#### TASKS:
- a) Quote the roleplaying text word for word, the stretch from "I have been" through "in your community?".
- b) List every numbered heading in the roleplaying text, with its numeral.

I. how long have you been roleplaying?
I do not even know how or where to begin answering this because I do believe I was a freshman in high school when I was first introduced to D&D {Dragonlance was the world/setting} and I took to it like a fish to water. A long time after that, I was introduced to the early days of the internet and the concept of real-time chats {mIRC}. I met my future husband in one, and the two of us then found an rp chat. Within a few weeks, we'd been asked to co-run a portion of that rp. About six months later, we were living together, and running that game, a couple in real life, and others. Fast forward a million years and a million iterations of online rp and here we are. {{AOL, MSN communities/chat, Eyechat, InvisionFree and other message boards, private email/etc, and now- Tumblr and Discord. I've pretty much been there, done that with almost every place. Except Twitter, and Facebook.}} II. what got you interested in roleplaying?
I have been a lifelong reader. I was diagnosed as a "gifted" child in the days of yore, mostly because I was reading by the age of four, and I think at some point, I wanted to make stories too. My very first fan-fiction began at the age of 8. Tabletop RP is still my first rp love, though online rp has become a close second. If RP didn't exist, I would still be around somewhere, writing stories and living inside of my own imagination. III. are there any lesser played canon characters you’d like to see in your community?

#### RECORDS:
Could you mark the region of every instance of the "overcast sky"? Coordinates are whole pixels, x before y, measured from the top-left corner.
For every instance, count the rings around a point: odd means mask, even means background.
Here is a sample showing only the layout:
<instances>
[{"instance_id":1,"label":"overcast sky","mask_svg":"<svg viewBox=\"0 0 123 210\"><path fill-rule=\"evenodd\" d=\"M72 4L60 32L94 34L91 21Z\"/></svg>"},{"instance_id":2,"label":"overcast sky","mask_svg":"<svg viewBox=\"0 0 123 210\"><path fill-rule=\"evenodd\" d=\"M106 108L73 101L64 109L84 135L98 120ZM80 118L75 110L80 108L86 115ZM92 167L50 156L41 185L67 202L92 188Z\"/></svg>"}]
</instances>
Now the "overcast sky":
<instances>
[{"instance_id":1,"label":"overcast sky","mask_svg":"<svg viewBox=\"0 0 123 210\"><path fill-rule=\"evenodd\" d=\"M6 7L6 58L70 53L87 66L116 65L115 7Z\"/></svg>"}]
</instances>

#### COMPLETED EXERCISE:
- a)
I have been a lifelong reader. I was diagnosed as a "gifted" child in the days of yore, mostly because I was reading by the age of four, and I think at some point, I wanted to make stories too. My very first fan-fiction began at the age of 8. Tabletop RP is still my first rp love, though online rp has become a close second. If RP didn't exist, I would still be around somewhere, writing stories and living inside of my own imagination. III. are there any lesser played canon characters you’d like to see in your community?

- b)
I. how long have you been roleplaying?
II. what got you interested in roleplaying?
III. are there any lesser played canon characters you'd like to see in your community?